═════ Texto de leitura ═════

A presente investigação centra-se em como os lugares inquietos, que abordados do ponto de vista conceitual, são a expressão de três importantes fatores que apresentam interdependência e caracterizam alguns aspectos relevantes da cidade contemporânea: 1) mobilidade; 2) vitalidade; 3) liminaridade e performatividade (Fracasso, 2008, 2013, 2014).

Neste artigo argumenta-se como as práticas artísticas representam a faísca dos lugares inquietos, a ignição que procede das redes, dos coletivos de artivistas, dos profissionais e não profissionais do campo da arte que mantém um compromiso com o território, que o transformam e que transformam, intencionalmente ou não, o sentido mesmo do projeto e, sobretudo, o sentido de habitar o habitat popular, de “produzir lugar” na cidade contemporânea.

Habitar o mundo, portal, lugar, diálogo são metáforas que permitem visualizar a atmosfera na qual a compreensão do encontro seja possível. Habitar como sinônimo de criação de um espaço onde o humano possa emergir, construir situações.

“Nossa ideia central é a construção de situações, quer dizer, a construção concreta de ambientes momentâneos da vida e sua transformação em uma qualidade afetiva superior. Temos que colocar em andamento uma intervenção ordenada de fatores complexos de dois grandes componentes em perpétua interação: o cenário material da vida e os comportamentos que entranha e que o desordenam” (Debord, Guy.1957).

═════ Dados fornecidos ═════

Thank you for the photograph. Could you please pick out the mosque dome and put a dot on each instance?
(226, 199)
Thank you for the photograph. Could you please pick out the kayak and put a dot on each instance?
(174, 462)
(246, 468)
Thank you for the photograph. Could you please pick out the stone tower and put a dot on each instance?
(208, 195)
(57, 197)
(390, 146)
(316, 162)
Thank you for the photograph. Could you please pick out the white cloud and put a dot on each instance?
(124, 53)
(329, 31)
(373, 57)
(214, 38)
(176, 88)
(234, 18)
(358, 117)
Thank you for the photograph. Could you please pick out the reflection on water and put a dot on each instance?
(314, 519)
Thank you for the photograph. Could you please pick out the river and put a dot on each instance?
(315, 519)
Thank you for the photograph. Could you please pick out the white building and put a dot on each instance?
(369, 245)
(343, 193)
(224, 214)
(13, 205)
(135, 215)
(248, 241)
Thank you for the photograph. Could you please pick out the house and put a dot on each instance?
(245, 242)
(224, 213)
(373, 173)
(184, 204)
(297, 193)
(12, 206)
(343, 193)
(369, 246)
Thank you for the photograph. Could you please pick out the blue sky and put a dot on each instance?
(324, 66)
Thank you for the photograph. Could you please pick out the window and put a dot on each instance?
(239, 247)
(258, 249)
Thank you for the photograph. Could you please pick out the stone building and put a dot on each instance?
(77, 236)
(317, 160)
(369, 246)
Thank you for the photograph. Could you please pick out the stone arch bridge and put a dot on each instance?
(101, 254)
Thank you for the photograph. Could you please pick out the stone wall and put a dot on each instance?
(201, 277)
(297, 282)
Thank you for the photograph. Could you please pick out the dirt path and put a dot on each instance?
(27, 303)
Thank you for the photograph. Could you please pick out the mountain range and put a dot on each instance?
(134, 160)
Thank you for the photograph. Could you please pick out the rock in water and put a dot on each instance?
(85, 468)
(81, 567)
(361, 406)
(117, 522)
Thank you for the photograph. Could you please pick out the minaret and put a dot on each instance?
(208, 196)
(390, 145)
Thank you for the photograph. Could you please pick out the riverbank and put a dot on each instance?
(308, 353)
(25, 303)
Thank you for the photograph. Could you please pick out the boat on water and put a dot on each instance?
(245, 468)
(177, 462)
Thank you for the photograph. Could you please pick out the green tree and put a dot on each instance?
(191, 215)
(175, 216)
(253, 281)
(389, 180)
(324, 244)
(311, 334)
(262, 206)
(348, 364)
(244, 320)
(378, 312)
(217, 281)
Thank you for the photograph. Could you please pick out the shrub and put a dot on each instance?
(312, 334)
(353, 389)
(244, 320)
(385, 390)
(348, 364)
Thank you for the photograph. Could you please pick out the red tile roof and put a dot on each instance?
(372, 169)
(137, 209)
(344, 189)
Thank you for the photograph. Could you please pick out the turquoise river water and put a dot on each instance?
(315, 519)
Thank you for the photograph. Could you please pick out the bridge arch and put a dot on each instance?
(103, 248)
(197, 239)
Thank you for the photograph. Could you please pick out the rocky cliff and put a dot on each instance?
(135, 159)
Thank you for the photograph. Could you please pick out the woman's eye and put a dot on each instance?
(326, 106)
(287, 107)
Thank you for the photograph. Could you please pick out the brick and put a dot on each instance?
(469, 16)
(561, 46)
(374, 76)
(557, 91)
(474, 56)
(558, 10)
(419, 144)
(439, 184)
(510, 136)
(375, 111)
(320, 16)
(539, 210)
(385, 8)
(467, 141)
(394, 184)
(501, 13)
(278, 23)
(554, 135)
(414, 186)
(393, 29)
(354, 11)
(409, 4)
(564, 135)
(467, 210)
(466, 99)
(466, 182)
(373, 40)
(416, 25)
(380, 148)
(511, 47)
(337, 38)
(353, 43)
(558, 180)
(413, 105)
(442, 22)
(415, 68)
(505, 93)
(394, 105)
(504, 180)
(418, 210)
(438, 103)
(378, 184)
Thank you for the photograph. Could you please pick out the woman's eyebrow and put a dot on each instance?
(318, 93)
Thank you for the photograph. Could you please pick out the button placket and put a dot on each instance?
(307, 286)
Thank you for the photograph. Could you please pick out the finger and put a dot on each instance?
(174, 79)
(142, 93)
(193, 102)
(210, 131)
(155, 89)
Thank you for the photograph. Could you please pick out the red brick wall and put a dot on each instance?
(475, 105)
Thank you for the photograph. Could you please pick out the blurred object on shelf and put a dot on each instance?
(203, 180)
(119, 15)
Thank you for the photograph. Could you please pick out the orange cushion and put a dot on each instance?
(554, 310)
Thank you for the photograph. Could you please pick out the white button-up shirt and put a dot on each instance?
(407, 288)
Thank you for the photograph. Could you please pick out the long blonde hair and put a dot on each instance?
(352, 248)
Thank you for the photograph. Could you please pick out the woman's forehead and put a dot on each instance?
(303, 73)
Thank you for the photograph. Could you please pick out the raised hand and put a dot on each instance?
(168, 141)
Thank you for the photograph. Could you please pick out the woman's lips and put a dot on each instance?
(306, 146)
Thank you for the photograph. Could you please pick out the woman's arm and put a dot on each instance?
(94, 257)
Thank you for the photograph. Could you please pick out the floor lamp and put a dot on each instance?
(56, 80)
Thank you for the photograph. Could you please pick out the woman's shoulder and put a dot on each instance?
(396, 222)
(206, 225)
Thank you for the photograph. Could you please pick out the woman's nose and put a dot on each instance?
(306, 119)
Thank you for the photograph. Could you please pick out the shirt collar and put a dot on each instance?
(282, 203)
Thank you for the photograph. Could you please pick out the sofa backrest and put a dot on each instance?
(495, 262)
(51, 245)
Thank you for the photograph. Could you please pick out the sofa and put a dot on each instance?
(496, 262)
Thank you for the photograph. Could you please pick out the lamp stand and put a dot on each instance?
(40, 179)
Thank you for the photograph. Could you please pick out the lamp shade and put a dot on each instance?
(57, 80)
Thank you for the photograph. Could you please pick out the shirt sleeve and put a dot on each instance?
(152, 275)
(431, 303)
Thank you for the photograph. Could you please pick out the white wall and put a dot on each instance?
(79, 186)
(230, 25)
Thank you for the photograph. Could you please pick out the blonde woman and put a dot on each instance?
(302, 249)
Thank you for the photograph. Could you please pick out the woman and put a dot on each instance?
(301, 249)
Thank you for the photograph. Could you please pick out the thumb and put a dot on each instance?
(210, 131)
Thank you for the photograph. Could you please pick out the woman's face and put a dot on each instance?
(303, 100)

═════
═════ Dados fornecidos ═════

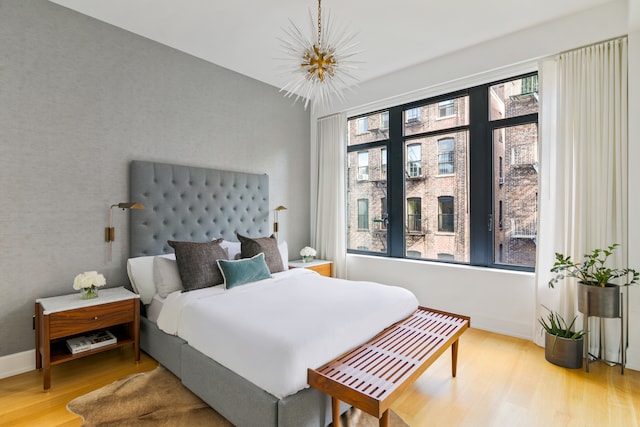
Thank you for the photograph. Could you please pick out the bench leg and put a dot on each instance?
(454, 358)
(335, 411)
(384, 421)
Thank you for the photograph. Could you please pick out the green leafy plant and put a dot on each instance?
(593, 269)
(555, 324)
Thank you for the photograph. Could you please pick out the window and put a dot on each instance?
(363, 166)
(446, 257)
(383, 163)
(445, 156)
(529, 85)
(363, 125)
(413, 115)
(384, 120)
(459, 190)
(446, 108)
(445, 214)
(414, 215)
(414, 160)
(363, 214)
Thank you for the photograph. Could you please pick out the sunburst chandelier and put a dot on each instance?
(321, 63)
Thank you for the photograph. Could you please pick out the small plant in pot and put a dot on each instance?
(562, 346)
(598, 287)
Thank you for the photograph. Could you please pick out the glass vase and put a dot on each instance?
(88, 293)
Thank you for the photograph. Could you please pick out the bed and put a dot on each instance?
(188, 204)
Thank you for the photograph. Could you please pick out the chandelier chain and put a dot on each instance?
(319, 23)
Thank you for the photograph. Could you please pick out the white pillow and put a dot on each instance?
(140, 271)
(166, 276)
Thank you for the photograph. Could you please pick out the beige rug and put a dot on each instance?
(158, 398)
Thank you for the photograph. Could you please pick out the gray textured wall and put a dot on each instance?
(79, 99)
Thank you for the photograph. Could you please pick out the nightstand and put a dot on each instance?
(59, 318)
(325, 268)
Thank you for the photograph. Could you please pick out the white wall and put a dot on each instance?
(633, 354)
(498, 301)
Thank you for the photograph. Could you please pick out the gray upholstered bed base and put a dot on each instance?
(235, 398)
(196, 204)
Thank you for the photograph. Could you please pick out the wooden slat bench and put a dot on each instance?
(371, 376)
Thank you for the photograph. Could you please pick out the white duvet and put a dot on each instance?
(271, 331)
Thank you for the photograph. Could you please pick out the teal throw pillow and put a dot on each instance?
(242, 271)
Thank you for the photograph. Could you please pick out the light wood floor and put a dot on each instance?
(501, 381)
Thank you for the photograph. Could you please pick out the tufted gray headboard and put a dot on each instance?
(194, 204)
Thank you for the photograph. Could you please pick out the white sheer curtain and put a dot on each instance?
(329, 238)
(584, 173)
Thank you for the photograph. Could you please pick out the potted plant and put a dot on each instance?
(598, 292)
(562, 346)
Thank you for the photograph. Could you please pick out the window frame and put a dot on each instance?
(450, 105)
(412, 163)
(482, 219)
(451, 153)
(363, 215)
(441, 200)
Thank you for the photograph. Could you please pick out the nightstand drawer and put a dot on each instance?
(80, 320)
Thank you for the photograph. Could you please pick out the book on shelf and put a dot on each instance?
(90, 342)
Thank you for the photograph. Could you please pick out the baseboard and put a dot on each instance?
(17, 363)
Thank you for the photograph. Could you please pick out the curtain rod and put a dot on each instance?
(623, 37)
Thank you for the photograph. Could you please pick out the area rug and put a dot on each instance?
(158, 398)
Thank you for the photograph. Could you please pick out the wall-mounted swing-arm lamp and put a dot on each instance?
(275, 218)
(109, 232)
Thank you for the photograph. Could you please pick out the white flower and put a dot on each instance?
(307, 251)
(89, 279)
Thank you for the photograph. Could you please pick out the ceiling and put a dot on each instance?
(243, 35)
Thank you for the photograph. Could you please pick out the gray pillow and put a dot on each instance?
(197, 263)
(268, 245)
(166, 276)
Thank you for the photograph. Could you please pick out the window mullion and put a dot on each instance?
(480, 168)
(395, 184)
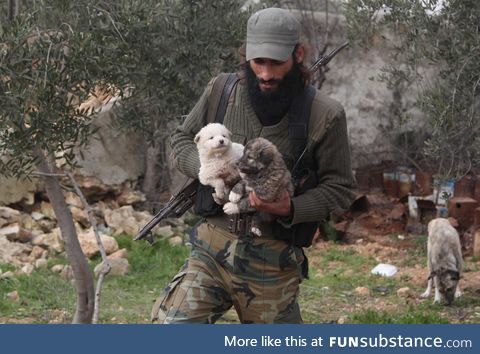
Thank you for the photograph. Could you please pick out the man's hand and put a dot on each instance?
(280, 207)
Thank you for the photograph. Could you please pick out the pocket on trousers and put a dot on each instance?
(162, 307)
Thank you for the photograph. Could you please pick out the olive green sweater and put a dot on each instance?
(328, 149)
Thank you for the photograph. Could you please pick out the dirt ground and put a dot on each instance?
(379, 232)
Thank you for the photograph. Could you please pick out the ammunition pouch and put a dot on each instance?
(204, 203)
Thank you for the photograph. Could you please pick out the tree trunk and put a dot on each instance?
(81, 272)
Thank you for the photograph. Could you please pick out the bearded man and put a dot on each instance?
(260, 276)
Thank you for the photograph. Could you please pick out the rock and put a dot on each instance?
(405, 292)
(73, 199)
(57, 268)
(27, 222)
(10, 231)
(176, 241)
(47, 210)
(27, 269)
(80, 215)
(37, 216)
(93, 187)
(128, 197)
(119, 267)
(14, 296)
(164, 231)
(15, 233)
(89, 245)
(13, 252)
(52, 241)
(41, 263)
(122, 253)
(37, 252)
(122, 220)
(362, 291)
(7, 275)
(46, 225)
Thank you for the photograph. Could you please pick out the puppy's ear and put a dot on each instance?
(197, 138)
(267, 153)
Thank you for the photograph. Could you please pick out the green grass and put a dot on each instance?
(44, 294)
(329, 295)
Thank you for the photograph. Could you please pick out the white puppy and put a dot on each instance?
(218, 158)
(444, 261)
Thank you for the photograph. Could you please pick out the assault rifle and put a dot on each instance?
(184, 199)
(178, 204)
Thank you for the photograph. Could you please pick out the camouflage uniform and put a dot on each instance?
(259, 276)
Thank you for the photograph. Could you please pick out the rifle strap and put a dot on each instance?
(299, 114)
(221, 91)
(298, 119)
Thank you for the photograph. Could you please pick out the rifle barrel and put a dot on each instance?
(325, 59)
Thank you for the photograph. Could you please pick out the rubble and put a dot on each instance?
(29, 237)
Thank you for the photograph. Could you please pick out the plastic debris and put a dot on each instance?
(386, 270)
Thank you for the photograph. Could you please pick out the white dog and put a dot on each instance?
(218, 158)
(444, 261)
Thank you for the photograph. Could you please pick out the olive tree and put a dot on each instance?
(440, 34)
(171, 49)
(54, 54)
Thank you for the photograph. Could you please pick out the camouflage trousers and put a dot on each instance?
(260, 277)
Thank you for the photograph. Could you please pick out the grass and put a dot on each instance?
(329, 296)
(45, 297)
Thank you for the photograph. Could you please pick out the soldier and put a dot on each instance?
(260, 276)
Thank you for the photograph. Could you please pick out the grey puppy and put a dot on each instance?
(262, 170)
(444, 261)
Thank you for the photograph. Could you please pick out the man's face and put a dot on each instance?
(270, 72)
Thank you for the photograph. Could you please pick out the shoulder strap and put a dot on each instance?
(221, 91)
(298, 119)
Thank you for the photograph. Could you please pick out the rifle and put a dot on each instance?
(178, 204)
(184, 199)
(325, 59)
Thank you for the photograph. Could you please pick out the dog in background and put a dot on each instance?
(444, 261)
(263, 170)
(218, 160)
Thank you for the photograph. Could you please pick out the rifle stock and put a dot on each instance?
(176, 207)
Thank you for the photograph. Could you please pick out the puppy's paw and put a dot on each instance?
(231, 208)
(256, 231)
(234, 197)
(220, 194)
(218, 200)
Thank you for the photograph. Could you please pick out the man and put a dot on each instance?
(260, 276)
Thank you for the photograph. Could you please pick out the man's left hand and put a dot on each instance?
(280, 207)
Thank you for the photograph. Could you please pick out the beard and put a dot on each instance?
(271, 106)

═════

→ **O que se pede**
1. No texto sobre os lugares inquietos, de quais três fatores esses lugares são a expressão?
2. O que as práticas artísticas representam para os lugares inquietos?
3. Qual é a ideia central apresentada na citação de Debord?

→ **Resposta**
1. Mobilidade; vitalidade; liminaridade e performatividade.
2. A faísca dos lugares inquietos.
3. A construção de situações.